==== Data to process

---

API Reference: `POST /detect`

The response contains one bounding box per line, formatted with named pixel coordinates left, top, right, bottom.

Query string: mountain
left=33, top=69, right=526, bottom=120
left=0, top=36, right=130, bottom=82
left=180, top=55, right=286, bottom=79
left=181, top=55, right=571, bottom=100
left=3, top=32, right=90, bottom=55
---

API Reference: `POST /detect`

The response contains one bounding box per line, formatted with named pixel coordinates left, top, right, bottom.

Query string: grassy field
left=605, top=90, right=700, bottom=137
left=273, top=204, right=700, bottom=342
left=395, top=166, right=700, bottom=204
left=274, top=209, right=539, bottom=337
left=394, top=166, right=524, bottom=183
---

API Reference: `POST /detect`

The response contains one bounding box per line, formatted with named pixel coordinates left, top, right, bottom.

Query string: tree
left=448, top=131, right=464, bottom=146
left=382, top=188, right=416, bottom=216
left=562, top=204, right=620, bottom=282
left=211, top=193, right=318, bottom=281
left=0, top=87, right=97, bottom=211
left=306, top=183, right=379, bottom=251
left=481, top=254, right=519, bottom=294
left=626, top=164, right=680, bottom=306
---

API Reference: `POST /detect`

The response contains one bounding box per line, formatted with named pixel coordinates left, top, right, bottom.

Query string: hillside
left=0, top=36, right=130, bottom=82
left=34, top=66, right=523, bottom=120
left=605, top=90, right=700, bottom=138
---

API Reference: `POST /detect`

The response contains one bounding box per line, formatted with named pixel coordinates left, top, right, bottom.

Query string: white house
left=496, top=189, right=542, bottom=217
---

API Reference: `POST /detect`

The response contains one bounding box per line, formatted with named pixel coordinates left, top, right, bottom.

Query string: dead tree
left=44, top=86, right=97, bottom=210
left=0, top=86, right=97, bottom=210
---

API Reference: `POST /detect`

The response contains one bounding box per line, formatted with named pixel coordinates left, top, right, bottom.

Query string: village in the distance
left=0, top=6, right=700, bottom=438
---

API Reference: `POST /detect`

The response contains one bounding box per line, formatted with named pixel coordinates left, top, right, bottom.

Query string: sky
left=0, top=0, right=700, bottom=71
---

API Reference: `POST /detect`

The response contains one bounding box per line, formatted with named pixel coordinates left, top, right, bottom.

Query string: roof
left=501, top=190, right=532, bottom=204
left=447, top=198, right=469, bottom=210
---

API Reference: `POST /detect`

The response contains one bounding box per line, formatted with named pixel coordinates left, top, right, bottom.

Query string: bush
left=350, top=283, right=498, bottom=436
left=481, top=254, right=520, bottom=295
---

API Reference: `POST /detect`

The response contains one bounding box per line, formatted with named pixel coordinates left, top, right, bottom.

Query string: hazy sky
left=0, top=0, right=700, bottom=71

========

• **Directive**
Express every line of all the entries above as a JSON list of strings, one string per line, leaving out blank lines.

• **Response**
[
  "---",
  "API Reference: `POST /detect`",
  "The response contains one bounding box per line, formatted with named pixel coordinates left, top, right, bottom.",
  "Query string: mountain",
  "left=33, top=69, right=526, bottom=120",
  "left=0, top=36, right=130, bottom=82",
  "left=180, top=55, right=286, bottom=79",
  "left=181, top=55, right=571, bottom=100",
  "left=3, top=32, right=90, bottom=55",
  "---",
  "API Reference: `POST /detect`",
  "The response contains one bounding box per line, formatted with named pixel coordinates left, top, right, bottom.",
  "Query string: grassy field",
  "left=605, top=90, right=700, bottom=137",
  "left=273, top=204, right=700, bottom=342",
  "left=395, top=166, right=700, bottom=204",
  "left=274, top=209, right=539, bottom=337",
  "left=394, top=166, right=524, bottom=183",
  "---",
  "API Reference: `POST /detect`",
  "The response contains one bounding box per line, formatted with named pixel coordinates left, top, right, bottom.",
  "Query string: tree",
  "left=448, top=131, right=464, bottom=146",
  "left=382, top=188, right=416, bottom=216",
  "left=562, top=204, right=620, bottom=282",
  "left=211, top=193, right=318, bottom=281",
  "left=0, top=87, right=97, bottom=211",
  "left=306, top=183, right=379, bottom=251",
  "left=481, top=254, right=519, bottom=294",
  "left=626, top=164, right=680, bottom=306",
  "---",
  "API Reference: `POST /detect`",
  "The response contains one bounding box per line, formatted with named pixel coordinates left, top, right, bottom.",
  "Query string: hillside",
  "left=0, top=36, right=130, bottom=82",
  "left=34, top=66, right=523, bottom=120",
  "left=605, top=90, right=700, bottom=138",
  "---",
  "API Reference: `POST /detect`",
  "The response contains one bounding box per line, formatted with named pixel coordinates left, top, right, bottom.",
  "Query string: white house",
  "left=496, top=189, right=542, bottom=217",
  "---",
  "API Reference: `POST /detect`",
  "The response contains one bounding box per line, formatted with named pixel coordinates left, top, right, bottom.",
  "Query string: dead tree",
  "left=44, top=86, right=97, bottom=210",
  "left=0, top=86, right=97, bottom=210",
  "---",
  "API Reference: `POST /detect`",
  "The response contains one bounding box per line, formatted with named pixel coordinates left, top, right, bottom.",
  "Query string: village in the distance",
  "left=0, top=6, right=700, bottom=438",
  "---",
  "API Reference: `POST /detect`",
  "The response contains one bounding box per line, formatted with named pixel coordinates left, top, right, bottom.",
  "Query string: sky",
  "left=0, top=0, right=700, bottom=71",
  "---",
  "API Reference: `POST /detect`",
  "The response contains one bounding box per line, formatted with named pixel coordinates left, top, right, bottom.",
  "Query string: roof",
  "left=501, top=190, right=532, bottom=204",
  "left=447, top=198, right=469, bottom=210",
  "---",
  "API Reference: `POST /detect`",
  "The response contains one bounding box per line, formatted with named pixel coordinates left, top, right, bottom.",
  "Query string: bush",
  "left=350, top=283, right=498, bottom=436",
  "left=481, top=254, right=520, bottom=295",
  "---",
  "API Reference: `POST /detect`",
  "The response contains one bounding box per line, formatted with named pixel coordinates left, top, right, bottom.",
  "Query string: hazy sky",
  "left=0, top=0, right=700, bottom=71"
]